VOS CONSIGNES:
Répondez aux trois questions suivantes d'après le texte sélectionné, en numérotant vos réponses de la même façon :
1. Avec qui un accord tacite est-il conclu pour que Lalita puisse aller à l'école ?
2. Quel mot Smita prononce-t-elle en désignant l'école ?
3. De quelles couleurs est la couverture du roman ?

TEXTE SÉLECTIONNÉ:
%%

Cela commence par un geste simple, anodin. Un instant partagé avec une mère aimante et attentionnée. Les cheveux sont pourtant tressés avec un soin particulier ce matin-là.  Ce geste mécanique est  porteur de bien des espoirs: après un accord tacite – appuyé par une boite remplie d’espèces sonnantes et trébuchantes – avec le brahmane du village, la jeune Lalita pourra rejoindre les bancs de l’école. Et ce, malgré son appartenance à la caste de paria à laquelle elle appartient. Bien qu’Intouchable, elle pourra accéder aux savoirs, à l’instruction qui peut-être la conduiront au-delà d’une condition que sa mère refuse pour elle.

Smita voudrait lui dire: réjouis-toi, tu seras en bonne santé, tu vivras mieux et plus longtemps que moi. Mais elle ne sait comment s’exprimer, comment lui confier ses rêves, ses espoirs un peu fous. Alors, elle désigne l’école et dit simplement: Va.

Aussi fière qu’apeurée, son premier jour se solde par la plus triste des déconvenues. Dans une société où chacun doit rester à sa place, difficile de bousculer les coutumes ancestrales qui n’ont que faire de la discrimination et des espoirs grisants. Si Lalita foule le plancher de l’école, ce ne sera pas pour y apprendre quoi que ce soit.

Dans un élan de rage de d’amour maternel, une décision radicale s’impose: la mère et sa fille quitteront le village pour rejoindre l’autre bout du pays, là où la mer frôle le rivage et où l’éducation s’offre à ceux à qui on la refuse. L’enjeu est crucial, le choix de rester ayant l’amer goût de la condamnation: il est temps de partir et de faire mentir les traditions qui enferment dans un carcan d’ignorance et de soumission.

Quel lecteur aurait raté sur les étagères des libraires le succès considérable de ce roman à la couverture jaune et noire? Je fais pourtant partie de celles qui n’ont pas cédé à l’appel de ce titre que l’on voyait absolument partout et j’ai donc tourné les pages de cet album sans avoir lu la moindre page du roman dont il est l’adaptation. (C’est assurément là l’effet du trop-vu-pas-lu…)

%%

LIGNES DE DONNÉES:
%%

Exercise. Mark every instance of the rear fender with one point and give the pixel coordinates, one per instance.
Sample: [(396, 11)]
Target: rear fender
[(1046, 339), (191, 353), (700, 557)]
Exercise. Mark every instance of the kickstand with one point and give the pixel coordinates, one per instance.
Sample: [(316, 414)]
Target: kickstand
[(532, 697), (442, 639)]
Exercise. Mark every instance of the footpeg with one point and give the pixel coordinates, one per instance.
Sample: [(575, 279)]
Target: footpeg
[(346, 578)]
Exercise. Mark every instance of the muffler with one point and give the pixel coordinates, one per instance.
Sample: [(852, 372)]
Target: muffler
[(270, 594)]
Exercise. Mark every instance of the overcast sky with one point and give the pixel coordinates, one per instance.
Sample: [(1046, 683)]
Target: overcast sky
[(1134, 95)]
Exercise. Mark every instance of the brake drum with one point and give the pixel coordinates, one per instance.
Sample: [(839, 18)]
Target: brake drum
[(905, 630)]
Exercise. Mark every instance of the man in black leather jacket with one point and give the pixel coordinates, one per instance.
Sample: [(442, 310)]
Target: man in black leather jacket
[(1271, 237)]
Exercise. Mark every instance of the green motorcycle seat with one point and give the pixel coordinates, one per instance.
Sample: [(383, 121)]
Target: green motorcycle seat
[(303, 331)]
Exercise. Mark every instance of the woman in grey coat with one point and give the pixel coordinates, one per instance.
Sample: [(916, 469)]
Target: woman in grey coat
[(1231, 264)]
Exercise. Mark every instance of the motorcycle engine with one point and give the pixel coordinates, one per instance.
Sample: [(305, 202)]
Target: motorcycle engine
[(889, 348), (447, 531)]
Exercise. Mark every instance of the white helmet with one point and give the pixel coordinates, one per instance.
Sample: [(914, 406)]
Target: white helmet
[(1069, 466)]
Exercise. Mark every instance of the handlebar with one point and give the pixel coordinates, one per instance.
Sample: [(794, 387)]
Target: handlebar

%%

RÉPONSE À L'EXERCICE:
1. Avec le brahmane du village.
2. « Va. »
3. Jaune et noire.